TEXT PASSAGE:
As a culture we like to pretend that Halloween is just for children, but we all know that isn't true; adults also like to dress up as vampires, witches, goblins, ghosts, and monsters. We also like to carve pumpkins, as you can see from the picture on the left, a winning entry in a recent AAAS staff pumpkin carving contest!
What is it about Halloween that captures our imagination? The books below don't really answer that question, but we thought they would make appropriate recommendations for this time of year.
America's Neighborhood Bats: Understanding and Learning to Live in Harmony with Them, by Merlin Tuttle.
Bats are ubiquitous symbols of Halloween, but are they really scary? Merlin D. Tuttle, has devoted his life to studying bats and to educating the public about them. He founded Bat Conservation International as part of his dedication to combating misconceptions and misunderstandings about bats. Since its first publication in 1988, America's Neighborhood Bats has changed the way we look at bats by underscoring their harmless and beneficial nature. In the 2005 second revised edition, Tuttle offers bat lovers the most up-to-date facts, including a wealth of new information on bat house design and current threats to bat survival.
The Demon-Haunted World: Science as a Candle in the Dark, by Carl Sagan.
In this classic work, Sagan debunks the paranormal and the unexplained. However, he does so with the understanding that both science and pseudoscience arouse a sense of wonder that the latter may actually be filling what he calls an "unrequited" passion for science among the public at large. A very good read and still relevant today as it was when first published in 1996.
Halloween, edited by Paula Guran.
Scary Halloween stories are a staple of horror writers. This collection of short fiction includes stories by masters of horror such as Edgar Allen Poe, H.P. Lovecraft, Thomas Ligotti, and Nancy Kilpatrick. An introduction by the editor provides a concise history of Halloween's history and traditions.
Kepler's Witch, by James A. Connor.
Set against the backdrop of the witchcraft trial of his mother, this biography of Johannes Kepler reveals the surprisingly spiritual nature of Kepler's quest for scientific knowledge. An interesting aspect of this biography is the recounting of how Kepler had to participate in the defense of his seventy-year-old mother, who was jailed and tried on a charge of witchcraft,
Paranormality: Why we see what isn't there, by Richard Wiseman.

SUPPLIED RECORDS:
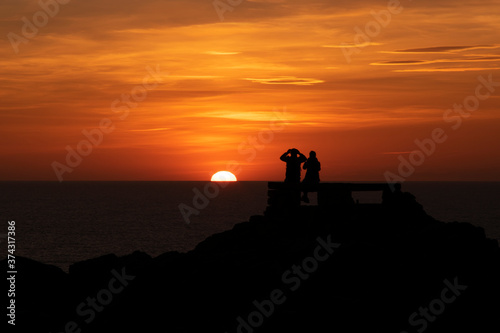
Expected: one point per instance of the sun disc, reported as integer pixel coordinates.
(223, 176)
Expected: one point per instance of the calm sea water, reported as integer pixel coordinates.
(63, 223)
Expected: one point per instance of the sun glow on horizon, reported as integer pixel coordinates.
(223, 176)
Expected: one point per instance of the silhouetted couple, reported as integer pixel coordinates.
(294, 158)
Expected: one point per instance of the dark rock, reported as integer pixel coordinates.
(388, 265)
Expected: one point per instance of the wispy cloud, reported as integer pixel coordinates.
(426, 62)
(455, 69)
(444, 49)
(287, 80)
(220, 53)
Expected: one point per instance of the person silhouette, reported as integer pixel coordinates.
(312, 167)
(293, 158)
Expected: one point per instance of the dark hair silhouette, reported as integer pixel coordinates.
(313, 166)
(293, 158)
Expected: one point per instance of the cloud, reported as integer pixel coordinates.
(444, 49)
(456, 69)
(351, 45)
(220, 53)
(426, 62)
(287, 80)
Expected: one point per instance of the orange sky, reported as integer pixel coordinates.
(275, 68)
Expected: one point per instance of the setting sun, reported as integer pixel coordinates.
(223, 176)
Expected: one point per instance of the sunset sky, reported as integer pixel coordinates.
(290, 74)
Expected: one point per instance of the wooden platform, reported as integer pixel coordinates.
(338, 196)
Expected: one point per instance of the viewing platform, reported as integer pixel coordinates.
(286, 197)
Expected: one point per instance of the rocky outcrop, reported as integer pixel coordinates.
(376, 270)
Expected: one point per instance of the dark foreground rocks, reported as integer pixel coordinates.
(373, 270)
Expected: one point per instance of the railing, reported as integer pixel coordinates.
(288, 195)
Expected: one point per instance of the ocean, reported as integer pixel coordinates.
(62, 223)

EXERCISE PROMPT: Return the part of the Halloween book list from "Scary Halloween stories" to "history and traditions.", copied word for word.

ANSWER BOX:
Scary Halloween stories are a staple of horror writers. This collection of short fiction includes stories by masters of horror such as Edgar Allen Poe, H.P. Lovecraft, Thomas Ligotti, and Nancy Kilpatrick. An introduction by the editor provides a concise history of Halloween's history and traditions.